**Text section:**
Delia Brown
The Los Angeles artist Delia Brown’s compelling new cycle of narrative paintings, titled “Felicity and Caprice,” conflates the allegorical manner of Jean Honore Fragonard with the saucy storytelling of Jacqueline Susann. Actually, the tale told by Brown’s series of some two dozen 8 x 12 in. oil-on-board works is derived from Claude Chabrol’s 1968 film Les Biches, whose title is typically translated as The Does but might be more freely rendered as The Bad Girls.
Chabrol’s story of an experienced patroness taking advantage of an innocent artist -- at least, until the tables are turned -- could easily seem threadbare material, but Brown reweaves the tapestry in a controlled conveyance of clues and dense layers of reference to film, fiction and art history. Her enterprise benefits, too, by virtue of her seductive painting. The pictures themselves lure viewers into sumptuous scenes of lust and betrayal. As in Brown’s previous work, the drama takes place in the art world, in this case, the monied realm of the Upper East Side. (She thanks Celerie Kemble for the loan of her swanky apartment.)

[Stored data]
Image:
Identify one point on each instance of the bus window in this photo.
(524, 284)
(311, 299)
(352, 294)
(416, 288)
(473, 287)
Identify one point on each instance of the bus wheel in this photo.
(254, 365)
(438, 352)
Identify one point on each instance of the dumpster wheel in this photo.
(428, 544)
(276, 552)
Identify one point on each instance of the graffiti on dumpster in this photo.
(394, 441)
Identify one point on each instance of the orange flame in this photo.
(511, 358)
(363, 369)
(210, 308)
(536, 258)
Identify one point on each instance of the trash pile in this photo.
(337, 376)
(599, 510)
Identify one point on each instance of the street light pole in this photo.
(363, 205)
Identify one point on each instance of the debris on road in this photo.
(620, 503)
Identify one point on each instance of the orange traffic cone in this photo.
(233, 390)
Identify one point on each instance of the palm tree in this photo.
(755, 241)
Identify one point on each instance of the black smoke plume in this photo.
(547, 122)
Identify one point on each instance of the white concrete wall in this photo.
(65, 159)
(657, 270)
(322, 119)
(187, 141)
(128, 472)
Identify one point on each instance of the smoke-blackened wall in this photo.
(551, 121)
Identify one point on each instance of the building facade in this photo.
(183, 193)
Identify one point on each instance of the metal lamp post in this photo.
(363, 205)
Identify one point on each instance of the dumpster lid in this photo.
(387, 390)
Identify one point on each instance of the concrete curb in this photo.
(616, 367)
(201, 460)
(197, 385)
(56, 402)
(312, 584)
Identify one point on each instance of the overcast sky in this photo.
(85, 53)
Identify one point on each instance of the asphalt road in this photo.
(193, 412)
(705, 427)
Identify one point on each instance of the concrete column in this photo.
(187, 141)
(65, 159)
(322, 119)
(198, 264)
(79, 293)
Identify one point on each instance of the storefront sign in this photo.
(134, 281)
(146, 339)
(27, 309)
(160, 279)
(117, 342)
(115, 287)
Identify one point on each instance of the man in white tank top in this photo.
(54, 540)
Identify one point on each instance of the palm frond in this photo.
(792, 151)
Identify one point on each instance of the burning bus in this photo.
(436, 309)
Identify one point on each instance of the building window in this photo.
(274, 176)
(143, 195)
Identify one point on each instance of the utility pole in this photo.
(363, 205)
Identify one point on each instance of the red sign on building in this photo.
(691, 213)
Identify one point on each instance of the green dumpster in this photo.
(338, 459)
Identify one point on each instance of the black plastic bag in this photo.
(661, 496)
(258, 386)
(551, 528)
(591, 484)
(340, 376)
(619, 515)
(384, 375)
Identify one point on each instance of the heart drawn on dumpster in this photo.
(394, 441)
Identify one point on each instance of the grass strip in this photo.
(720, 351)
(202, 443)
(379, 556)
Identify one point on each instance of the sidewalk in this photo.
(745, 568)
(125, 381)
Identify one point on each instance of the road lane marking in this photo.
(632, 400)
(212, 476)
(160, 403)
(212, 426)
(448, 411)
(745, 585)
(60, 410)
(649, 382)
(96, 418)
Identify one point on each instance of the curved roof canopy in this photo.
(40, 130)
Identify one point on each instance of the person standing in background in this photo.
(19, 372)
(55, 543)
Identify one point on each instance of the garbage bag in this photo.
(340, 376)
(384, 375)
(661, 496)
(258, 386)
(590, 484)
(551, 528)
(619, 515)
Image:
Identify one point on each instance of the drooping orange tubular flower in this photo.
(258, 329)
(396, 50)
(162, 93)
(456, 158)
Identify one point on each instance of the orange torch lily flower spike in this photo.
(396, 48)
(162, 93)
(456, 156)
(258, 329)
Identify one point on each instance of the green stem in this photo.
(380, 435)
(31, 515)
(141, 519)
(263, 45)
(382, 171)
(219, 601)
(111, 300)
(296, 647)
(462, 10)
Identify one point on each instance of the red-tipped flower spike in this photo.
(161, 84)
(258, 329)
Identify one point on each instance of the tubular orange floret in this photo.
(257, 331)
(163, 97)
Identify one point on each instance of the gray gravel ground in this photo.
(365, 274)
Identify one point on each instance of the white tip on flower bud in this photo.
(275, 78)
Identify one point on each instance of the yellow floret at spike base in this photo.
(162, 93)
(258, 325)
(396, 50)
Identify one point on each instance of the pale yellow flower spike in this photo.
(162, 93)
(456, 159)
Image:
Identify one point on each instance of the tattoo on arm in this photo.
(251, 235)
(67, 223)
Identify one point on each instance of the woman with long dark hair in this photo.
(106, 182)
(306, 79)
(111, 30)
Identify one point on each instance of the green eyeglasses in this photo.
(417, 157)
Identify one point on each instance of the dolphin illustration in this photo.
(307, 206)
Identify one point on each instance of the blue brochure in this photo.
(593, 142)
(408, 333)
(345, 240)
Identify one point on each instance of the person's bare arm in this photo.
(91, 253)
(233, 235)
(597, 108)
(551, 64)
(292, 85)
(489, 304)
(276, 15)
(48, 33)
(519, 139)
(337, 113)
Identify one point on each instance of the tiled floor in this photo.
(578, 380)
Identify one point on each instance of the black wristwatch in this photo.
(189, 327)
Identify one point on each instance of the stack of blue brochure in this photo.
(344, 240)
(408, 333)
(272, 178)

**Tasks and exercises:**
[1] Which people does the piece on Delia Brown mention by name?
[2] Can you continue the piece on Delia Brown from the point where it stops?
The rows are separate material, unrelated to the piece on Delia Brown.

**Responses to the exercise:**
[1] Delia Brown, Jean Honore Fragonard, Jacqueline Susann, Claude Chabrol, Celerie Kemble

[2]
The young artist in the story, named Why in the film, is called F in the titles of the paintings. She is first swept up in the glamour of C’s lifestyle, and when threatened with the loss of her position, moves to exact her revenge, a triumph that can only lead to further tragedy but that will take place off screen, so to speak. As in literature, we are carried along by craft. This narrative cycle took five years to complete as Brown staged the scenes to be photographed and then painted them. Brown cast herself as the venal patroness, and so her identification is presumably not with the artist victim, Felicity, who was portrayed by actress Hollis Witherspoon. The object of their affections, Paul, was acted by the late book dealer John McWhinnie.
Brown’s attention to detail makes each scene a pleasure. In the painting Having Arrived at C’s Summer Home, F Gets Acquainted with Her New Room (2007-11), the young woman lies on a pink sofa next to a glass coffee table that contains a Yoshitomo Nara ashtray, an opened bottle of Diet Coke and a vase of flowers. Brown captures the reflection of light on all these accessories, the detail of some needlepoint pillows, and the lithe, light posture of the younger Felicity and the well-maintained beauty and tasteful jewelry of the older Caprice.
A Hamptons party -- staged in the real-world home of Liz Swig -- is a convincing gathering of familiar figures from a mobile and exclusive milieu. The question remains, however, whether the challenge for Fragonard is not also a problem for Brown. Guiltless pleasure played well until the arrival of the French Revolution. Can Brown depict a microcosm of power without falling prey to its charms? In the end she triumphs, as to be overtly critical would spoil the game. To paraphrase Oscar Wilde, people who speak ill of society are those who can’t get into it.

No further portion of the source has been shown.